» **Entries**:

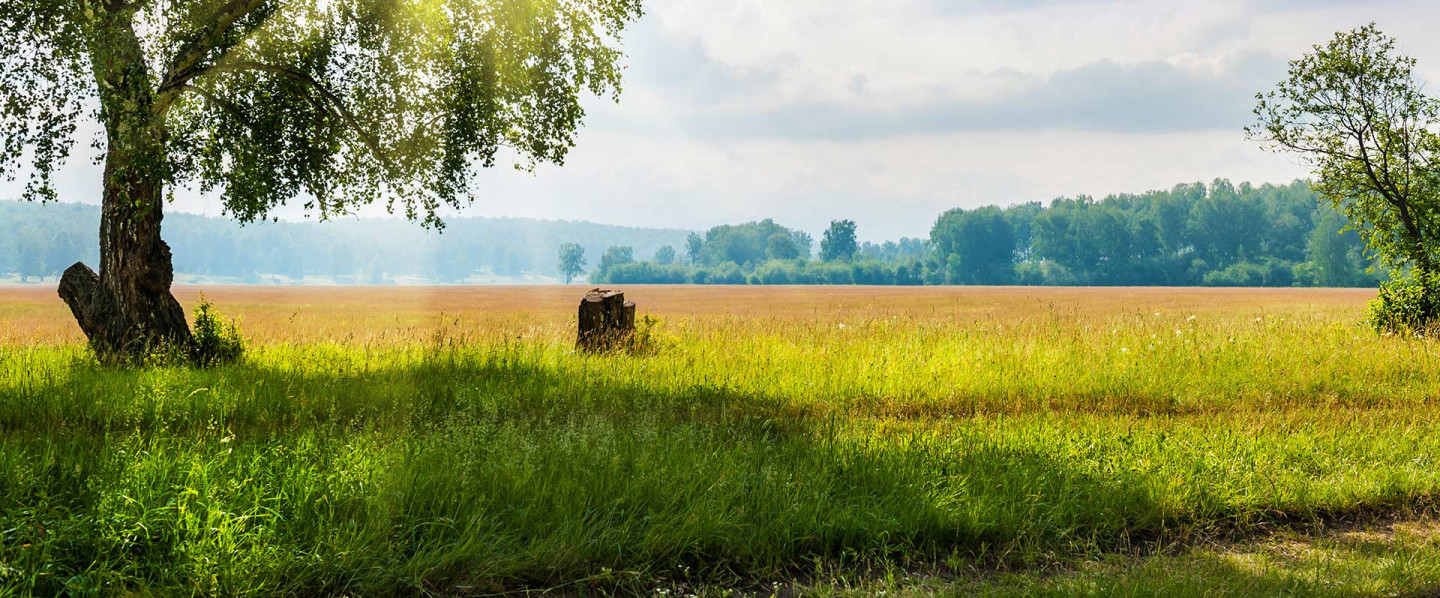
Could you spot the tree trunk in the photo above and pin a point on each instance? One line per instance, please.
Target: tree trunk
(127, 309)
(606, 322)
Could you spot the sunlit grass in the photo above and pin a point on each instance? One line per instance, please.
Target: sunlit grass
(972, 434)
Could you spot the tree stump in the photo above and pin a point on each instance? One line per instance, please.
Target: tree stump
(606, 322)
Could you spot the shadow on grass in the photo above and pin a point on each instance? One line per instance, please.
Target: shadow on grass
(501, 474)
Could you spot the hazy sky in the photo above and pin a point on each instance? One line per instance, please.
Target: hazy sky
(890, 111)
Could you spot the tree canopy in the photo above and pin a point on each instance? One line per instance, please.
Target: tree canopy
(1354, 111)
(340, 103)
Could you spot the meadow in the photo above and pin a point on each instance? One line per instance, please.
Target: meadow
(822, 440)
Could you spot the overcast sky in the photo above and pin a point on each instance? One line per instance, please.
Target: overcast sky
(890, 111)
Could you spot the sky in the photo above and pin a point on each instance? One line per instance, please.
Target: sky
(892, 111)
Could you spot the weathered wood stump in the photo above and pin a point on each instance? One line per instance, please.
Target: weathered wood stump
(606, 320)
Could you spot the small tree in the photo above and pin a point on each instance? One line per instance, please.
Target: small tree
(838, 241)
(1354, 111)
(617, 255)
(666, 255)
(693, 245)
(572, 261)
(782, 247)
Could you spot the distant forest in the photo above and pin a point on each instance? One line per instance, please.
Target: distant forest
(39, 241)
(1190, 235)
(1216, 235)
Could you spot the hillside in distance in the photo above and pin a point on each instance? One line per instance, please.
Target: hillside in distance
(39, 241)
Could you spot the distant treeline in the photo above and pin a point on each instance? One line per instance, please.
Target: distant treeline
(1194, 234)
(39, 241)
(1190, 235)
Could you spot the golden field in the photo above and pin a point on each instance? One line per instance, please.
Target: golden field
(795, 440)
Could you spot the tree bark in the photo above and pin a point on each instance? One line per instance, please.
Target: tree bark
(127, 309)
(606, 322)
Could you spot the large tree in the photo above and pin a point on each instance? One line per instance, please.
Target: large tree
(333, 103)
(1354, 111)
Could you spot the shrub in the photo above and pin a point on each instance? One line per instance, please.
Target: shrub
(1406, 304)
(215, 339)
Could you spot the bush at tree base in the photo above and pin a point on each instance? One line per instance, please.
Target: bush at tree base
(1407, 304)
(215, 339)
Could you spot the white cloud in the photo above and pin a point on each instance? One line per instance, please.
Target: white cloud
(890, 111)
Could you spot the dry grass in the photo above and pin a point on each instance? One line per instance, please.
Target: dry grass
(288, 314)
(444, 440)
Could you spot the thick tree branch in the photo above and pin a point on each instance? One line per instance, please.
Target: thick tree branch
(189, 62)
(330, 97)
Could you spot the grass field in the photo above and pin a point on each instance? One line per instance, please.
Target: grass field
(835, 441)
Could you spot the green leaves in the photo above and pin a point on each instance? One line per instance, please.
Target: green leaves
(340, 103)
(1354, 111)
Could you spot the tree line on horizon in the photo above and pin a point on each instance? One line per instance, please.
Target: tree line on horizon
(1195, 234)
(1216, 235)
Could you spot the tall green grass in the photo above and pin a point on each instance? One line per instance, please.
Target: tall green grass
(742, 451)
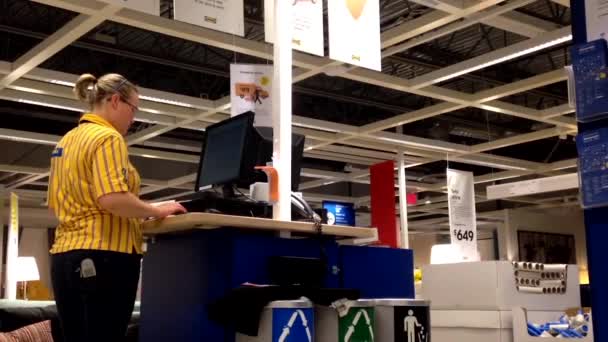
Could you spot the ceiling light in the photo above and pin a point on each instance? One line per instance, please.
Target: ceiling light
(46, 104)
(26, 89)
(554, 42)
(165, 101)
(64, 83)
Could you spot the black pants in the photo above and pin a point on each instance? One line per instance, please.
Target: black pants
(95, 305)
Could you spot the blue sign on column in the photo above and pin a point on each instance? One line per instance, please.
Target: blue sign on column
(589, 62)
(292, 325)
(592, 148)
(342, 214)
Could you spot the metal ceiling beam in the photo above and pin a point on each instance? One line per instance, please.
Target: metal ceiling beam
(557, 111)
(565, 3)
(521, 24)
(510, 52)
(56, 42)
(210, 37)
(512, 22)
(488, 14)
(412, 142)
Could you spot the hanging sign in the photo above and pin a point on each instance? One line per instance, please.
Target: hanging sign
(461, 205)
(307, 25)
(596, 14)
(251, 90)
(146, 6)
(222, 15)
(354, 32)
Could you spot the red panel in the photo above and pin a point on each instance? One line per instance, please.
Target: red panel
(383, 202)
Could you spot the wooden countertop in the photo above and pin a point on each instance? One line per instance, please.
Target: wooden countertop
(191, 221)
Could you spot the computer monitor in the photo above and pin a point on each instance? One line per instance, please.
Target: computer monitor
(233, 147)
(228, 153)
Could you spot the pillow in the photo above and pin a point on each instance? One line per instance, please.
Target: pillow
(38, 332)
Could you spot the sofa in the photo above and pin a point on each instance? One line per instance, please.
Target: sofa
(17, 314)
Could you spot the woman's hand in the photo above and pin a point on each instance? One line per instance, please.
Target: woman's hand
(171, 208)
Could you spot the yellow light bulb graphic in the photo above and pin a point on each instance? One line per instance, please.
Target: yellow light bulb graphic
(356, 7)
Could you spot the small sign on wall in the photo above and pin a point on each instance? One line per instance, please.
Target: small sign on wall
(222, 15)
(354, 32)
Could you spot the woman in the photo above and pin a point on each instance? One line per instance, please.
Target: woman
(93, 191)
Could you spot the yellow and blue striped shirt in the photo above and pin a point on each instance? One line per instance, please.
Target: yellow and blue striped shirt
(88, 162)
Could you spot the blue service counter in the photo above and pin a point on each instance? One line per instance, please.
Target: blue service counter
(184, 272)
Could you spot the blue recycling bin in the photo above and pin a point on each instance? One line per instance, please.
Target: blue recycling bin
(285, 321)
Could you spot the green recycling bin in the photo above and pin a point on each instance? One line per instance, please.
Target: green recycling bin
(285, 321)
(352, 322)
(403, 320)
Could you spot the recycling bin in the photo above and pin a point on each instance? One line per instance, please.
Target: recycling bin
(403, 320)
(285, 321)
(353, 324)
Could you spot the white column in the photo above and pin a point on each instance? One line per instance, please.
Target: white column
(402, 201)
(281, 106)
(12, 249)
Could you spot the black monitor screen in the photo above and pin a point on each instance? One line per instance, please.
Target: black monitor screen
(223, 151)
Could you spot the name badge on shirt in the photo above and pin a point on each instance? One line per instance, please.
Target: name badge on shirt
(57, 152)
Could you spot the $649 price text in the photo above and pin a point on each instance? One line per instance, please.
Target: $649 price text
(466, 235)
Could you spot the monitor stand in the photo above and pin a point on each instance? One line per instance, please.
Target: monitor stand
(228, 203)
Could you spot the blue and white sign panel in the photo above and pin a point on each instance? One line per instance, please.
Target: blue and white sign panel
(292, 325)
(590, 62)
(593, 167)
(338, 213)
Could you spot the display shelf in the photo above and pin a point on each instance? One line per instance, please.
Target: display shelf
(491, 286)
(520, 327)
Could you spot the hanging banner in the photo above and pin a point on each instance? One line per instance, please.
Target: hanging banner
(596, 13)
(354, 32)
(251, 90)
(463, 220)
(221, 15)
(146, 6)
(12, 248)
(307, 25)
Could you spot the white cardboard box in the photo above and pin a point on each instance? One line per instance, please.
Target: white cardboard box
(490, 285)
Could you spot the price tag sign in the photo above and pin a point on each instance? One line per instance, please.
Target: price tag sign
(461, 204)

» **Problem requirements**: Exactly as written, return every line of the listing, but not the pictures.

» **Correct output**:
Could you spot the tree trunk in the photo above and pin a point on each instance? One line per instance, please.
Target: tree trunk
(127, 309)
(606, 322)
Could you spot the sunlit grass in the photo above and pin a point on each instance? One line per instance, please.
Target: sunlit grass
(972, 434)
Could you spot the tree stump in the photo above and pin a point on each instance? One line per instance, please.
Target: tree stump
(606, 322)
Could you spot the shadow on grass in the photo above and pin a point on each instance? One line per instance, please.
Target: shadow on grass
(501, 474)
Could you spot the hazy sky in the photo above and pin a point on each instance? One line per instance, please.
Target: hazy sky
(890, 111)
Could you spot the tree canopy in the photo above and pin a point on each instance? One line per instance, please.
Target: tree canopy
(1354, 111)
(340, 103)
Could you spot the meadow in the photo above and pin a point on each instance? One line per instance, please.
Target: meadow
(822, 440)
Could you spot the overcast sky in the photo above and pin a point on each instance? One line per instance, please.
Target: overcast sky
(890, 111)
Could you spot the sky in the photo above and pin a point on each instance? One line per instance, please.
Target: sky
(892, 111)
Could you spot the weathered wood stump in the photo above and pin a point on each instance? One line per instance, please.
Target: weathered wood stump
(606, 320)
Could you spot the small tree in the photo above and pin a point on each instance? One line per instance, please.
Target: small tree
(838, 241)
(1354, 111)
(617, 255)
(666, 255)
(693, 245)
(572, 261)
(782, 247)
Could you spot the distant forest in the photo above and pin a point on each instance? One line per instance, please.
Target: distant forest
(39, 241)
(1190, 235)
(1216, 235)
Could you spot the hillside in distance in the photo above and pin a point on each instance? One line per instance, please.
Target: hillside in distance
(39, 241)
Could you spot the distant treeline in the photo above and pin a point on each instance? One line per instance, please.
Target: distant treeline
(1194, 234)
(39, 241)
(1190, 235)
Could you spot the golden field in the photo above and pin a point on each instance? One line per instance, please.
Target: golden field
(795, 440)
Could you spot the tree bark in the photo above and pin a point on each instance? One line per instance, please.
Target: tree bark
(127, 309)
(606, 322)
Could you spot the large tree in the photo above and pin a point on each instance? One line per instance, please.
Target: large tree
(333, 103)
(1354, 111)
Could you spot the shrub in the photo above and pin a point on each instance? One line per instance, please.
Target: shrub
(1406, 304)
(215, 339)
Could you spot the bush at tree base in the photo above and pin a point on each instance? One line per instance, please.
Target: bush at tree base
(1407, 304)
(215, 339)
Could you spot the white cloud in the photo above and pin a point on each instance? One line per instance, please.
Target: white cloud
(890, 111)
Could you spot the dry grass in the photo above and pin a point on each instance? One line per instance, please.
Target: dry grass
(288, 314)
(444, 440)
Could you spot the thick tree branch in the photo above and pin a point on each instance? One line per instance, please.
Target: thick tree branch
(189, 62)
(330, 97)
Could you spot the grass field in the photo above and pin a point on each instance? One line per instance, please.
Target: grass field
(835, 441)
Could you spot the green leaves in the photo above and pin a point on each instance? One line per instance, please.
Target: green leaves
(340, 103)
(1354, 111)
Could you spot the tree line on horizon in the photo above and pin a point on each instance? One line per instance, please.
Target: tree line on horizon
(1195, 234)
(1216, 235)
Could you spot the tall green grass in the photo above and pin a point on each instance? One line per instance, please.
Target: tall green grass
(742, 451)
Could you spot the ceiling light in the photo above and pin a point on each instance? One line per instance, please.
Target: ceiling light
(46, 104)
(26, 89)
(554, 42)
(165, 101)
(64, 83)
Could you spot the black pants in the photo above and pin a point on each instance? One line per instance, please.
Target: black pants
(95, 305)
Could you spot the blue sign on column in the photo above and pin a point on each instance? One line per instance, please.
Target: blue sign on column
(589, 62)
(292, 325)
(592, 148)
(342, 214)
Could you spot the metal ceiling beam in the photo above and pin a point on each instance? One line per instance, please.
Target: metal ceiling beam
(557, 111)
(565, 3)
(521, 24)
(510, 52)
(56, 42)
(210, 37)
(512, 22)
(488, 14)
(412, 142)
Could you spot the hanging sign in the photo above and pin a point on each instance? One line per instance, please.
Target: hanging sign
(461, 205)
(307, 25)
(596, 14)
(251, 90)
(146, 6)
(222, 15)
(354, 32)
Could you spot the red panel in the photo above and pin a point on each instance? One line per instance, please.
Target: red panel
(383, 202)
Could you spot the wooden countertop in the photo above and pin a point on each instance? One line per instance, please.
Target: wooden countertop
(191, 221)
Could you spot the computer monitor in the photo above and pin a point on each instance? One line per instance, please.
Target: computer monitor
(233, 147)
(228, 153)
Could you spot the pillow in the photo above and pin a point on each instance? One line per instance, please.
Target: pillow
(38, 332)
Could you spot the sofa in the photo above and pin a point on each instance? One line per instance, please.
Target: sofa
(17, 314)
Could you spot the woman's hand in the photo above and pin a point on each instance? One line per instance, please.
Target: woman's hand
(171, 208)
Could you spot the yellow light bulb graphic in the photo above and pin a point on each instance? One line per instance, please.
Target: yellow light bulb graphic
(356, 7)
Could you spot the small sign on wall in the photo above and pin a point on each instance? One line per instance, please.
Target: small sign on wall
(222, 15)
(354, 32)
Could you spot the woman in the photo above and pin a point on each instance? One line per instance, please.
Target: woman
(93, 191)
Could you spot the yellow and blue striped shirt in the photo above and pin a point on each instance? One line per instance, please.
Target: yellow and blue striped shirt
(88, 162)
Could you spot the blue service counter in the photo above and pin a point on each instance? One line per instance, please.
Target: blue service counter
(184, 272)
Could you spot the blue recycling bin in the photo above and pin a point on each instance? One line per instance, please.
Target: blue recycling bin
(285, 321)
Could you spot the green recycling bin in the photo above and pin a point on each instance? One line per instance, please.
Target: green recycling bin
(285, 321)
(352, 322)
(403, 320)
Could you spot the recycling bin in the photo above and pin a point on each instance? One line per instance, please.
Target: recycling bin
(403, 320)
(285, 321)
(353, 324)
Could you spot the white column in the photo above and pin a point on each instance? One line per instance, please.
Target: white column
(402, 201)
(281, 106)
(12, 249)
Could you spot the black monitor screen in the photo above and pin a point on each instance? One line per instance, please.
Target: black monitor screen
(223, 151)
Could you spot the name badge on shirt in the photo above and pin a point on each instance? One line per instance, please.
Target: name badge on shirt
(57, 152)
Could you spot the $649 price text in the photo above and pin a point on each instance? One line per instance, please.
Target: $649 price text
(466, 235)
Could you spot the monitor stand in the photo above and pin a point on each instance? One line per instance, please.
Target: monitor stand
(228, 203)
Could you spot the blue and white sign panel in the photo above and pin a point on each instance? One line per instance, please.
Target: blue and white sign panel
(292, 325)
(590, 62)
(593, 167)
(338, 213)
Could you spot the display shelf in the photo above and pin a point on each instance? One line per instance, please.
Target: display shelf
(491, 286)
(520, 327)
Could you spot the hanging banner in the photo above and pin a point on each instance? One line per instance, please.
Target: hanging banner
(596, 13)
(354, 32)
(251, 90)
(463, 220)
(221, 15)
(146, 6)
(12, 248)
(307, 25)
Could you spot the white cardboard box in the photo above and pin a point on each instance? One line per instance, please.
Target: white cardboard box
(490, 285)
Could you spot the price tag sign in the photo above and pin a point on each instance? One line per instance, please.
Target: price tag sign
(461, 204)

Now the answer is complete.